↓

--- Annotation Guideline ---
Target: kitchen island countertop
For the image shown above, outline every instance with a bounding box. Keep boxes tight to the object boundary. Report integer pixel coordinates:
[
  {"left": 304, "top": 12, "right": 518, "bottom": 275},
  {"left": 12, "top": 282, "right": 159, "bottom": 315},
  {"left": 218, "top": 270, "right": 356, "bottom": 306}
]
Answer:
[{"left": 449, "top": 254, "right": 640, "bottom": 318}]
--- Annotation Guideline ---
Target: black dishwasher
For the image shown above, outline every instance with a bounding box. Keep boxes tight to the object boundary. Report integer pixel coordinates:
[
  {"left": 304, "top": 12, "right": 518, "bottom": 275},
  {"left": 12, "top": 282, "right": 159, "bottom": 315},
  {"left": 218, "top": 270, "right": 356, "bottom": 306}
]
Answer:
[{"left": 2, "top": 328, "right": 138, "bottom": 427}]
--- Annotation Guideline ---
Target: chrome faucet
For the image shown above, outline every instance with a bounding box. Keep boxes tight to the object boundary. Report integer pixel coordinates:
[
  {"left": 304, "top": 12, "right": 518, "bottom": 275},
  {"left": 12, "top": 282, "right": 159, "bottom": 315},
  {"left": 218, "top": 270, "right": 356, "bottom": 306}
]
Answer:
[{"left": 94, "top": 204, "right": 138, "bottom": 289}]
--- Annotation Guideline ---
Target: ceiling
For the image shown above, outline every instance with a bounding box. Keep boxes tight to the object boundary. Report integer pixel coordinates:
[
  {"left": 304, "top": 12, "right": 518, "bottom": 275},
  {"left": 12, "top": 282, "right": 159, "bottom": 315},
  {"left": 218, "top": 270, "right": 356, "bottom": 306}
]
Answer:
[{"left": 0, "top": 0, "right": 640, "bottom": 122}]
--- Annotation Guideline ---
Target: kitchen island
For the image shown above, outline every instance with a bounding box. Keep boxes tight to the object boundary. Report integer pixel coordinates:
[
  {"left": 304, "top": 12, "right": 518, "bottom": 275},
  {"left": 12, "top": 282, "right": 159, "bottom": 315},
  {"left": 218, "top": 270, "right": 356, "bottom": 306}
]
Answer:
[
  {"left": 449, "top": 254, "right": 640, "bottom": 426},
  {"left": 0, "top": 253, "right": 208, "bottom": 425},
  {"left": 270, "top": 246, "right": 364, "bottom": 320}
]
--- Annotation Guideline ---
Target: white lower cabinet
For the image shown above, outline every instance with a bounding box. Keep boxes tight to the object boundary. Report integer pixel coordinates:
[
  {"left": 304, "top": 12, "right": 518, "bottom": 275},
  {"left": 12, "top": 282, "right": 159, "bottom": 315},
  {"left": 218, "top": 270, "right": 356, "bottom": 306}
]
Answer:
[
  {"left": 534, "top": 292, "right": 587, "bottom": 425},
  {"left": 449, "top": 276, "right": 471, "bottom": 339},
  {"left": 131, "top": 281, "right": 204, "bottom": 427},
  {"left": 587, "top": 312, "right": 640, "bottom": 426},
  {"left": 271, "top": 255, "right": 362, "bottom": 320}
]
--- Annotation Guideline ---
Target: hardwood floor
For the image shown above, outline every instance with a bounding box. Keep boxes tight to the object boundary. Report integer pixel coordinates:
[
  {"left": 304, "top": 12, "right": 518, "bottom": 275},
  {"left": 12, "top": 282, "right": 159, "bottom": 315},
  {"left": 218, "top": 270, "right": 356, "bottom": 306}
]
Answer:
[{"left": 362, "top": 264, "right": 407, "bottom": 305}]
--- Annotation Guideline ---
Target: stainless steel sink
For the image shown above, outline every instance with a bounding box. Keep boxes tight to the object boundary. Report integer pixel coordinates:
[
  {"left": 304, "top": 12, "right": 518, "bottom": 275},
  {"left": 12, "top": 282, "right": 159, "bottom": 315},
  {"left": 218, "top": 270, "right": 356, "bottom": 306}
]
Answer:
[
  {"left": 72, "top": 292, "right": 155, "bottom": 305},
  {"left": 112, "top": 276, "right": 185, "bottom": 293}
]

↑

Exercise task:
Your task is to output all of the data above word for word.

Expected answer:
--- Annotation Guideline ---
Target: kitchen island countertop
For the image shown above, outline every instance with a bounding box. Keep boxes tight to the object boundary. Report integer pixel coordinates:
[
  {"left": 304, "top": 12, "right": 518, "bottom": 275},
  {"left": 12, "top": 282, "right": 159, "bottom": 315},
  {"left": 218, "top": 270, "right": 356, "bottom": 306}
]
Answer:
[{"left": 449, "top": 254, "right": 640, "bottom": 318}]
--- Annotation Guideline ---
Target: black dishwasher
For the image shown above, outline every instance with a bounding box. Keep boxes tight to the object boundary. Report integer pixel coordinates:
[
  {"left": 304, "top": 12, "right": 518, "bottom": 275},
  {"left": 12, "top": 282, "right": 159, "bottom": 315},
  {"left": 218, "top": 270, "right": 356, "bottom": 306}
]
Answer:
[{"left": 2, "top": 328, "right": 138, "bottom": 427}]
--- Annotation Guideline ---
Target: chrome faucet
For the image shown above, outline every instance with a bounding box. Keep boxes tight to the object boundary. Report integer pixel coordinates:
[
  {"left": 304, "top": 12, "right": 518, "bottom": 275},
  {"left": 12, "top": 282, "right": 159, "bottom": 315},
  {"left": 218, "top": 270, "right": 356, "bottom": 306}
]
Answer:
[{"left": 94, "top": 204, "right": 138, "bottom": 289}]
--- Annotation Guideline ---
Target: ceiling
For the image shown above, outline every instance with a bounding box. Keep boxes tight to the object boundary. Report integer pixel coordinates:
[
  {"left": 304, "top": 12, "right": 518, "bottom": 275},
  {"left": 12, "top": 282, "right": 159, "bottom": 315},
  {"left": 218, "top": 270, "right": 356, "bottom": 306}
]
Answer:
[{"left": 0, "top": 0, "right": 640, "bottom": 122}]
--- Annotation Guideline ---
Target: kitchen island
For the image shown above, outline every instance with a bounding box. Keep boxes tight to the object boundary. Report integer pixel coordinates:
[
  {"left": 304, "top": 12, "right": 518, "bottom": 275},
  {"left": 12, "top": 282, "right": 159, "bottom": 315},
  {"left": 218, "top": 270, "right": 356, "bottom": 306}
]
Answer:
[
  {"left": 449, "top": 254, "right": 640, "bottom": 426},
  {"left": 0, "top": 253, "right": 208, "bottom": 425},
  {"left": 270, "top": 246, "right": 364, "bottom": 320}
]
--- Annotation Guideline ---
Target: white lower cabinet
For the image shown above, outline every instance with a bounding box. Keep boxes tight to the object boundary. Report integer pixel coordinates:
[
  {"left": 304, "top": 12, "right": 518, "bottom": 275},
  {"left": 12, "top": 282, "right": 159, "bottom": 315},
  {"left": 218, "top": 270, "right": 356, "bottom": 306}
]
Answer:
[
  {"left": 534, "top": 292, "right": 587, "bottom": 425},
  {"left": 449, "top": 276, "right": 471, "bottom": 339},
  {"left": 131, "top": 281, "right": 204, "bottom": 427},
  {"left": 587, "top": 312, "right": 640, "bottom": 426},
  {"left": 271, "top": 255, "right": 362, "bottom": 320}
]
--- Annotation Guideline ---
Target: hardwood floor
For the image shown above, outline every instance with a bounding box. Keep boxes tight to the object boundary. Report integer pixel coordinates:
[
  {"left": 304, "top": 12, "right": 518, "bottom": 275},
  {"left": 12, "top": 282, "right": 159, "bottom": 315},
  {"left": 218, "top": 270, "right": 356, "bottom": 306}
]
Answer:
[{"left": 362, "top": 264, "right": 407, "bottom": 305}]
--- Annotation Guideline ---
Target: stainless steel sink
For the image shown above, outline every instance with a bounding box. Keep boxes tight to the object boundary. Report integer pixel coordinates:
[
  {"left": 304, "top": 12, "right": 518, "bottom": 275},
  {"left": 12, "top": 282, "right": 159, "bottom": 315},
  {"left": 218, "top": 270, "right": 356, "bottom": 306}
]
Answer:
[
  {"left": 72, "top": 292, "right": 155, "bottom": 305},
  {"left": 112, "top": 276, "right": 185, "bottom": 293}
]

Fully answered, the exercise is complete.